● **Records provided**
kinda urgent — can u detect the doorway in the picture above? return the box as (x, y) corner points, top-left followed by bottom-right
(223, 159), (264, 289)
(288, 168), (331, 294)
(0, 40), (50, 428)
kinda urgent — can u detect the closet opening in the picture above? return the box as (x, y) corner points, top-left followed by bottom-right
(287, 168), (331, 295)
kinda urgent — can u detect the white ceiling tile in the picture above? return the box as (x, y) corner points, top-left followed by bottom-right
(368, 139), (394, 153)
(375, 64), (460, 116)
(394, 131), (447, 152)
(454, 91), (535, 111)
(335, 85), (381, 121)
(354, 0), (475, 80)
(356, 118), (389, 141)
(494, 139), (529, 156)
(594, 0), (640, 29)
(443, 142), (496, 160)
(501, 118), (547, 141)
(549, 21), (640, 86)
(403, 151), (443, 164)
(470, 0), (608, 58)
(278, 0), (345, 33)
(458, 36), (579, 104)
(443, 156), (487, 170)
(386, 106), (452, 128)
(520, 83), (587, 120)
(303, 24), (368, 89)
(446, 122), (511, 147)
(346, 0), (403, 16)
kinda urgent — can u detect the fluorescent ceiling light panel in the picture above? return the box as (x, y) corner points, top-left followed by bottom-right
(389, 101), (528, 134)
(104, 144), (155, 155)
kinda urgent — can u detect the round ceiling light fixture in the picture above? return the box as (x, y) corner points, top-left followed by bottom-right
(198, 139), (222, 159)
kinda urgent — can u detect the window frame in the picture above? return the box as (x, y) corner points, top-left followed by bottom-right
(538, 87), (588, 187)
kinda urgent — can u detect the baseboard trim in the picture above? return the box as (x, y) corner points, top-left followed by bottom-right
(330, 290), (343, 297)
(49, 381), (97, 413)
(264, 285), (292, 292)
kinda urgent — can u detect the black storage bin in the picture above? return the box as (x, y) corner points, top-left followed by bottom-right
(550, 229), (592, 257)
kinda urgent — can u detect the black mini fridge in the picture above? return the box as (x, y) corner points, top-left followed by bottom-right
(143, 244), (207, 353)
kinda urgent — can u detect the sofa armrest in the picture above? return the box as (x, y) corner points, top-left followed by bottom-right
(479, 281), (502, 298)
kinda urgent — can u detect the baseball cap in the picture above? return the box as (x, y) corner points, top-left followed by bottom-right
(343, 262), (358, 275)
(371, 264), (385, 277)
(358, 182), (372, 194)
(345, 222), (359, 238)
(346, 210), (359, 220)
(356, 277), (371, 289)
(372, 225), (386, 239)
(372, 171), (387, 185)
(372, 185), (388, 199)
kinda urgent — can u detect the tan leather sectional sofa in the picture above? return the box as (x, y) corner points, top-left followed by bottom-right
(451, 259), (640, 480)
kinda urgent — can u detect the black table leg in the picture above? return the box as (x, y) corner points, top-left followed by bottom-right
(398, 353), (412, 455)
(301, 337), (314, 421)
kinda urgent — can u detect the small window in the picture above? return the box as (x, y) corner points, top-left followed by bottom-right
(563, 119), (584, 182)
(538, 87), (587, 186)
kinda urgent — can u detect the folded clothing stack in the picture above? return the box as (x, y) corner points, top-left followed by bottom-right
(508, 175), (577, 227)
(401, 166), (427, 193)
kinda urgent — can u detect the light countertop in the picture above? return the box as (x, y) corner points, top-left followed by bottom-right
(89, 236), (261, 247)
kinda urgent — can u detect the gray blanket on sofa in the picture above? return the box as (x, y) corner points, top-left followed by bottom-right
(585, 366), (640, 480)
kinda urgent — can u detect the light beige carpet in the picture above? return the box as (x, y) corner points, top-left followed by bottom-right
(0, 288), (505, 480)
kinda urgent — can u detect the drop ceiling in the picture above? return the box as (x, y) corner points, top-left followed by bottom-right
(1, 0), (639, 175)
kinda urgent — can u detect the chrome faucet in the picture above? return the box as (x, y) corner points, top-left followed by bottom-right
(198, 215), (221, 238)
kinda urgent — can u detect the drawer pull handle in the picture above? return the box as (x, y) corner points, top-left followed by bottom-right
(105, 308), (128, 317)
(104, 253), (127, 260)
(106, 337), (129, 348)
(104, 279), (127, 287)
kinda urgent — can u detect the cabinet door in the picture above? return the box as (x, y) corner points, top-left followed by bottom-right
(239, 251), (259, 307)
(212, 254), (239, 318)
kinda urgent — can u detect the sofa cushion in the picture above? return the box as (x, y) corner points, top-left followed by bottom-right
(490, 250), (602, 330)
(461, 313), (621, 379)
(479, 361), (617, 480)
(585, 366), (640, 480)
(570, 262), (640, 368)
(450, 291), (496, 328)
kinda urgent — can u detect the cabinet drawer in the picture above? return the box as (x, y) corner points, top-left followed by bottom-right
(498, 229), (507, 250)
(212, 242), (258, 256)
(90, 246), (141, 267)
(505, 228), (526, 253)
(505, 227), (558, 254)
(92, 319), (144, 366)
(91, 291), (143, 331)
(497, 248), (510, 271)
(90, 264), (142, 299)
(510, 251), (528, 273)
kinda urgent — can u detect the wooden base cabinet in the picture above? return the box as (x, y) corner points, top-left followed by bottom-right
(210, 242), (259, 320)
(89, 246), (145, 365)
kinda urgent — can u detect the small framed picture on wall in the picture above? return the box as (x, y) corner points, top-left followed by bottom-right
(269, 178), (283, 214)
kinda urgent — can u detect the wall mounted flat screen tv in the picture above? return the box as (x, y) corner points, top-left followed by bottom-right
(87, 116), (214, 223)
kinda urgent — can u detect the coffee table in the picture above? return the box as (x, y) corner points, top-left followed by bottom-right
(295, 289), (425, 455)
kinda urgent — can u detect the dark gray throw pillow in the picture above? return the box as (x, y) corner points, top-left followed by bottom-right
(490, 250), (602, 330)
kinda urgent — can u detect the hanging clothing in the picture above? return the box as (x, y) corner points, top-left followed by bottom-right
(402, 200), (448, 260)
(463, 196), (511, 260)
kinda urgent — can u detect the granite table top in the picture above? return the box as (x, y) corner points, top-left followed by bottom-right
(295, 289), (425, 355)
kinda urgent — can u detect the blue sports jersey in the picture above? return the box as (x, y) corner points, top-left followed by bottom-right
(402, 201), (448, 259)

● **Prompt**
Set down, please, the lines from the line holding "kinda urgent — can u detect the blue" through the final line of the data, exactly and with nothing added.

● **Task output**
kinda urgent — can u detect the blue sports jersey in the picture above? return the box as (x, y) corner points, top-left followed by bottom-right
(402, 201), (448, 259)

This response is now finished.